Would you repeat the listing exactly but omit every picture?

===== Data lines =====

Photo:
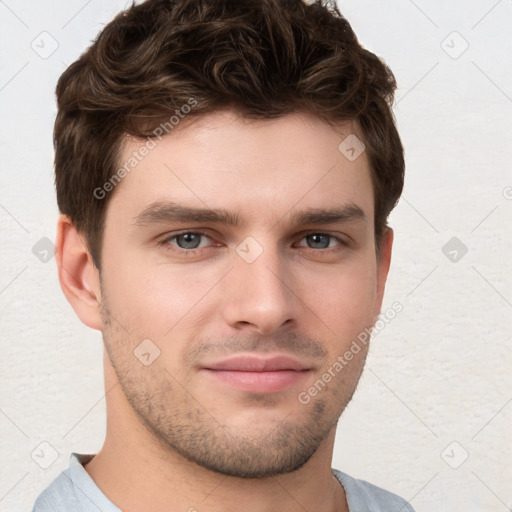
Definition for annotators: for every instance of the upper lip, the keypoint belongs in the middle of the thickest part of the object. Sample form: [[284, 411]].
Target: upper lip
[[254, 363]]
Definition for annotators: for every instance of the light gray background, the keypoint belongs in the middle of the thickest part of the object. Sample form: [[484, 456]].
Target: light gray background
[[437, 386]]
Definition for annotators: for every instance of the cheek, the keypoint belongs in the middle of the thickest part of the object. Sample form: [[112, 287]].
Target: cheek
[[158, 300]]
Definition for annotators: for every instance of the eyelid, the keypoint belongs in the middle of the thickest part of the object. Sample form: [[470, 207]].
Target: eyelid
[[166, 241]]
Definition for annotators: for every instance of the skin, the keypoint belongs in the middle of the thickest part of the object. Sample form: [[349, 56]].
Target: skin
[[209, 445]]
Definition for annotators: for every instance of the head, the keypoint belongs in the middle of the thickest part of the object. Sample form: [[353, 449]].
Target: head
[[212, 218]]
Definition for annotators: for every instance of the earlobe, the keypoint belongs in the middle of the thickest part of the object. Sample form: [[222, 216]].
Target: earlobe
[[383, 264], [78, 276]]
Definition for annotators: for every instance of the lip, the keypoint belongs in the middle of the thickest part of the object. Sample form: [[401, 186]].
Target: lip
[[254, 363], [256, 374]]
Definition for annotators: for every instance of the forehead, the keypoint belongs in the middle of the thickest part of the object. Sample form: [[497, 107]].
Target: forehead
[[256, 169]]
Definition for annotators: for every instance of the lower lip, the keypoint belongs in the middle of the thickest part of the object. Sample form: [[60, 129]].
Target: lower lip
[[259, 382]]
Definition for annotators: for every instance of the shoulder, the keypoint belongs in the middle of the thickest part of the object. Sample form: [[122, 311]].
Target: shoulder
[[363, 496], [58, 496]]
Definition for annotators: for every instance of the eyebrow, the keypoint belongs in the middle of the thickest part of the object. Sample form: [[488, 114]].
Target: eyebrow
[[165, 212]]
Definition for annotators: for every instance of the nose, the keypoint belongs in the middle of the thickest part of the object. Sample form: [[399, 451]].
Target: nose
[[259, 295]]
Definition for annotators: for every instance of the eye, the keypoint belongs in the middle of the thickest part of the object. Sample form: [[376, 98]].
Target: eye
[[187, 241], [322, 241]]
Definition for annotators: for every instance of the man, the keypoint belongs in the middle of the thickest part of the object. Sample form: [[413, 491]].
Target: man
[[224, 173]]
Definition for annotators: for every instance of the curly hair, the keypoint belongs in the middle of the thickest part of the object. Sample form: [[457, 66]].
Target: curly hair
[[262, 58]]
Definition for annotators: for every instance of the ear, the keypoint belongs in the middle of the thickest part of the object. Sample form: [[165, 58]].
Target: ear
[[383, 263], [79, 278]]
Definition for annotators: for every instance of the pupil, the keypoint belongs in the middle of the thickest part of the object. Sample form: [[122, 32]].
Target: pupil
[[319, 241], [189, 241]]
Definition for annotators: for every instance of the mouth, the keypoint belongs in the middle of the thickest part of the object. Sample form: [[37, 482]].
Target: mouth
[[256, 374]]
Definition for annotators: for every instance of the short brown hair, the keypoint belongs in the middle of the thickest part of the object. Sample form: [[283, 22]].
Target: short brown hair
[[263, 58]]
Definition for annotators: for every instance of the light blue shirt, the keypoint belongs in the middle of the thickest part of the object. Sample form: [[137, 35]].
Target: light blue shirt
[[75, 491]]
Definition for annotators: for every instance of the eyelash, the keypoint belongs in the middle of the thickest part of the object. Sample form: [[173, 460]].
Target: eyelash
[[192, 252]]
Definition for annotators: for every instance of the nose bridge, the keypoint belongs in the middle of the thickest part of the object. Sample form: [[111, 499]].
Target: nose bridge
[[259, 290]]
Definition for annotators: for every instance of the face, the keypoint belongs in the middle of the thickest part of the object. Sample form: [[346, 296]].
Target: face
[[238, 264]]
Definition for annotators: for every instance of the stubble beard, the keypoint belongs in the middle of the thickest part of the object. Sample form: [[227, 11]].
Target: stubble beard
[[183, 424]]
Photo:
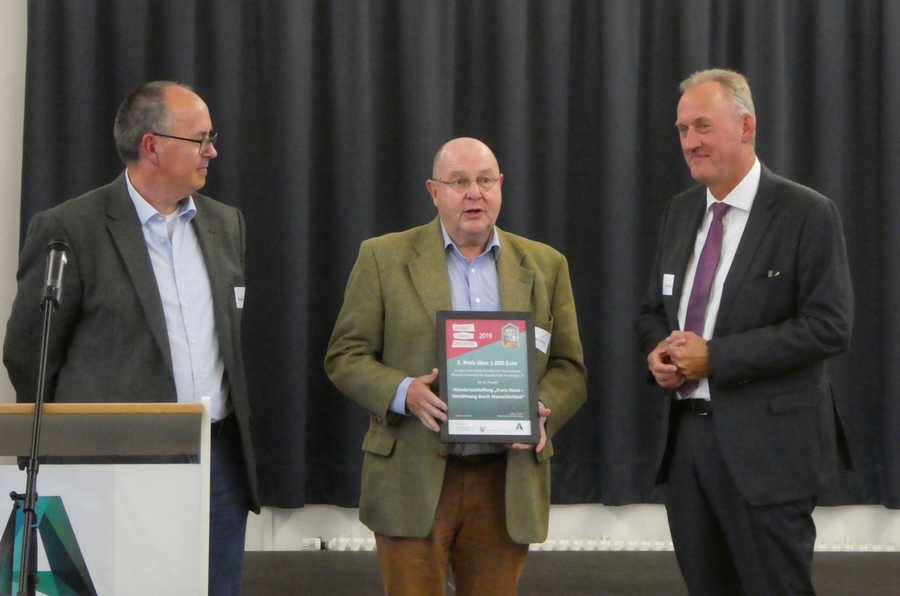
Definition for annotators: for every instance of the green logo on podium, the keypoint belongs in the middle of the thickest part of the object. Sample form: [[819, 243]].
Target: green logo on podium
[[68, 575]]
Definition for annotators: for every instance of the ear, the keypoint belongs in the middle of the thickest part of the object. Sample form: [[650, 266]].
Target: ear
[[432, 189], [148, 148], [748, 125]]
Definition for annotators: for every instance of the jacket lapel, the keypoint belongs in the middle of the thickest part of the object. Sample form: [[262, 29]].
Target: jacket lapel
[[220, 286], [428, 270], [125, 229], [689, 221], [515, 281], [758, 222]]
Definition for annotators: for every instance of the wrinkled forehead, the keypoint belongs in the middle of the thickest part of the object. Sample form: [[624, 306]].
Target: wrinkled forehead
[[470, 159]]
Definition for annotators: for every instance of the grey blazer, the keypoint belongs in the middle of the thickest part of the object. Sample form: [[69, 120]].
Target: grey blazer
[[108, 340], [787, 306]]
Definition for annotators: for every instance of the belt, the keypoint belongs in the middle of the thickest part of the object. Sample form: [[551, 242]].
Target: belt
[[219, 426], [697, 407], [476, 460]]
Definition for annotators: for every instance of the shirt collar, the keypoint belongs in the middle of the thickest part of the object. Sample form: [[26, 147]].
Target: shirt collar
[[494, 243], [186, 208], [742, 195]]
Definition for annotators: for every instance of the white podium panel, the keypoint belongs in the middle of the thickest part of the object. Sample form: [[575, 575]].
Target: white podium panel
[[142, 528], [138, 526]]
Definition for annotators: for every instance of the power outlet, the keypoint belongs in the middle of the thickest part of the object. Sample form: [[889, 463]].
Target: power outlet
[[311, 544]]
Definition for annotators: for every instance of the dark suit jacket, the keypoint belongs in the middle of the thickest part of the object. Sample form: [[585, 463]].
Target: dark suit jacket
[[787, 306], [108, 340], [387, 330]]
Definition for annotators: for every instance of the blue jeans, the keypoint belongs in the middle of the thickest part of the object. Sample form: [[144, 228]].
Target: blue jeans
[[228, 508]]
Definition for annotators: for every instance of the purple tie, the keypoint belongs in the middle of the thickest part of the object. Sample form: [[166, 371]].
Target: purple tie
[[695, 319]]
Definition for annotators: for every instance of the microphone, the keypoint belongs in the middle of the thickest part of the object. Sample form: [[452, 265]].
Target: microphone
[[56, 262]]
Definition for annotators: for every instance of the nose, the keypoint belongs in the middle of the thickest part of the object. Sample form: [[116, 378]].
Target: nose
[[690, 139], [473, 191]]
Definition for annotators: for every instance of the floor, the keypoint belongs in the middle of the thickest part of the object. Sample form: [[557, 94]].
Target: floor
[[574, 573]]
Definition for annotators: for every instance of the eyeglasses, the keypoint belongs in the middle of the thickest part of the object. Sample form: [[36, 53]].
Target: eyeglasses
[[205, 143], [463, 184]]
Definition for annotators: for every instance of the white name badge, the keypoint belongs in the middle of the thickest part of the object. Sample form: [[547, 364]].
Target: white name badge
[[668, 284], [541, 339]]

=====

Final result =>
Photo:
Definition for annotators: for every instance of the upper lip, the keypoint belongs in the middle of the thickest part of the object. Sample form: [[284, 411]].
Target: upper lip
[[254, 363]]
Definition for annotators: for every instance of the light gray background, the keypoint belongs in the middle of the thickest part of the object. Sample form: [[484, 456]].
Target: light gray background
[[437, 386]]
Definition for annotators: for every instance of the cheek, the keypoint belongs in the middle of the thickest part of the object. Sample form: [[112, 287]].
Target: cheek
[[158, 300]]
Definition for annotators: for every instance of the eyelid, the keypoint belongs in the middle of the thickest part of the object. Sample form: [[470, 207]].
Target: eyelid
[[166, 241]]
Definition for annotators: for every instance of the skin, the keypoint belongs in the middle of the thickest part of the object. Sample form: [[349, 56]].
Target: skin
[[209, 445]]
Definition for annotators: for every instance of the head, the keypoint belongs in the middle of the thickest part of the object. Sample form: [[353, 449]].
Target: head
[[212, 218]]
Definition for annotators: for every instance of the earlobe, the keypoint belongs in the middle of the thickest part of the object. Sample form: [[222, 216]].
Target: earlobe
[[383, 264], [78, 276]]
Definition for annotators: for every instance of the lip, the keypoint belongs in the middle of the thickest part of the object. Sample form: [[401, 186]].
Target: lip
[[254, 363], [256, 374]]
Definition for annotators: for every instance of the forehead, the keypoint belongs in the middle of the thickest part of the object. Sample form: [[497, 107]].
Target: forehead
[[256, 169]]
Definition for annotators: for every instance of the lower lip, the keypoint belongs in the middle of the thickest part of the object. Sample form: [[60, 129]].
Target: lower lip
[[259, 382]]
Definition for annotators: for every instance of the shoulder, the keypoint belongs in the middle of the thickest part of the object. Sample form: [[122, 311]].
Target: shoulder
[[363, 496], [58, 496]]
Definition for annotators: for every instance of the eyebrow, the keypoint belongs in the middle of the thickest part of the object. Sample form: [[488, 114]].
Target: eyebrow
[[165, 212]]
Definition for annotators: for every instance of the nose, the keypoint belongs in the middle of the thickest part of the object. Sample form: [[399, 451]].
Target: nose
[[259, 295]]
Definition for annotators: for every instance of the eye, the keypoint belongs in the middle of the thickest part of the object. Sample form: [[376, 98]].
Target: eye
[[187, 241], [322, 241]]
Definition for annotators: for every instance of the man, the keypoint belongs in the middle of the thickest part of the object. Sample form: [[413, 491]].
Target: man
[[224, 173]]
Definition for annotators: for every instance of the curly hair, the keypoint belongs in the middle of the thickest part of the object. Sample form: [[457, 66]].
Target: curly hair
[[262, 58]]
Definition for annotators: for every instance of the ear, the keypoint belongs in the middle of the thickest part of the object. Sample form: [[165, 58]].
Target: ear
[[383, 263], [79, 278]]
Definition for annotators: for every instance of the pupil, the keypoint belongs in the middle of the thickest part of the object. Sample form: [[122, 32]].
Target: pupil
[[319, 241], [189, 241]]
Definition for annotators: for every instance of the mouth, the keypoint belongs in the middle of the thickest part of the object. Sample form: [[37, 482]].
Target: mouth
[[256, 374]]
Definition for annotators: for every instance of the short brown hair, the keypoint belongs in the middle of the thickest part of the object. Sample form: [[283, 22]].
Target: short brown hair
[[263, 58]]
Definition for annotators: for every instance of the light blue shirt, the keypoint belongs in the middle of the thickest part of the object. Sample form: [[137, 35]].
Target: light blue shirt
[[75, 491]]
Definition for annotators: for every instance of the eyelash, the keypoint belongs in the middle of the thickest part of the object. Sample form: [[173, 460]].
Target: eyelash
[[192, 252]]
Definition for annotators: for every instance of the nose bridge, the keypoint belongs in the middle of the thickest part of the object. Sample form: [[111, 499]].
Target: nose bridge
[[259, 290]]
Definition for annotators: for every instance of the face, the keypoint belongs in the middle of the thickest part of the object. Sample form: [[346, 296]].
Target: face
[[238, 264]]
Definition for annotators: for every instance of the stubble beard, the keypoint belongs in the middle of the thickest part of the object. Sample form: [[227, 11]].
Target: stubble beard
[[183, 424]]
Photo:
Definition for annotators: for every instance of the green logo on podium, the keypoint belongs in the middle of the thickest part of the object. Sample form: [[819, 243]].
Target: green logo on podium
[[68, 575]]
Definition for annotators: for every instance of the ear, the keypoint belongs in the middle of the thickest part of the object. Sample form: [[650, 266]].
Target: ear
[[432, 189], [148, 148], [748, 125]]
Definition for annotators: for every instance of the jacket lapel, the keypoint belongs in the middle of the thickest part of the object. Sample form: [[262, 29]].
Target: jacket lapel
[[220, 286], [428, 270], [125, 229], [689, 221], [515, 281], [758, 222]]
Definition for annotators: for every instance of the wrinkled forehead, the keypoint belongs in the middle of the thickest part of the object. Sample form: [[624, 306]].
Target: wrinkled forehead
[[470, 159]]
Definition for annotators: for every instance of the grey blazer, the keypoint belongs in the middle of the thickest part of the object. Sample form: [[69, 120]].
Target: grey blazer
[[108, 340], [787, 306]]
Definition for annotators: for every instance of the belt, the keypoint belongs in the middle of the thickest part of the object. Sample form: [[551, 242]].
Target: belt
[[219, 426], [697, 407], [476, 460]]
Definition for annotators: for every instance of the shirt collar, the keypoint belongs in the middle of the thickest part of the object. Sample form: [[26, 147]].
Target: shirt collar
[[494, 243], [186, 208], [742, 195]]
Definition for annotators: for every instance of the white podium panel, the keypoint belongs in the middle of the thickest part of the object. Sample form: [[575, 575]].
Target: white podium panel
[[142, 528], [138, 526]]
Definition for annotators: for every instance of the power outlet, the keypoint belongs in the middle of the thickest part of the object. Sample form: [[889, 463]].
Target: power outlet
[[311, 544]]
Definition for annotators: for every instance of the dark suit jacket, the keypoint belongs in the middle of the thickest part of the object. Sample form: [[585, 463]].
Target: dark suit jacket
[[787, 306], [108, 340], [387, 330]]
Definition for annotators: for every instance of the blue jeans, the keypoint belongs in the middle of the thickest part of the object. Sample form: [[144, 228]].
Target: blue jeans
[[228, 508]]
Definition for annotators: for every instance of the purple tie, the keypoint belongs in the middle of the thickest part of the object. Sample form: [[166, 371]].
Target: purple tie
[[695, 319]]
Definition for annotators: for every instance of the microphone, the keypoint belongs in the middle of the thickest part of the object. Sample form: [[452, 265]].
Target: microphone
[[56, 262]]
Definition for annotators: for every instance of the nose, the keypoint belongs in the middle of the thickest part of the object. Sample form: [[116, 378]].
Target: nose
[[690, 139], [473, 191]]
Definition for annotators: for every instance of the floor, the keypoint belongs in the middle of the thickest part of the object. Sample form: [[557, 94]].
Target: floor
[[574, 573]]
Definition for annotators: for every instance of the eyeglasses, the keypoint belongs in the middle of the thickest part of the object. Sample form: [[36, 53]].
Target: eyeglasses
[[205, 143], [463, 184]]
Definition for annotators: for every instance of the white name badge, the keypoint belongs in the middle of the thickest part of the object. Sample form: [[547, 364]].
Target: white name badge
[[668, 284], [541, 339]]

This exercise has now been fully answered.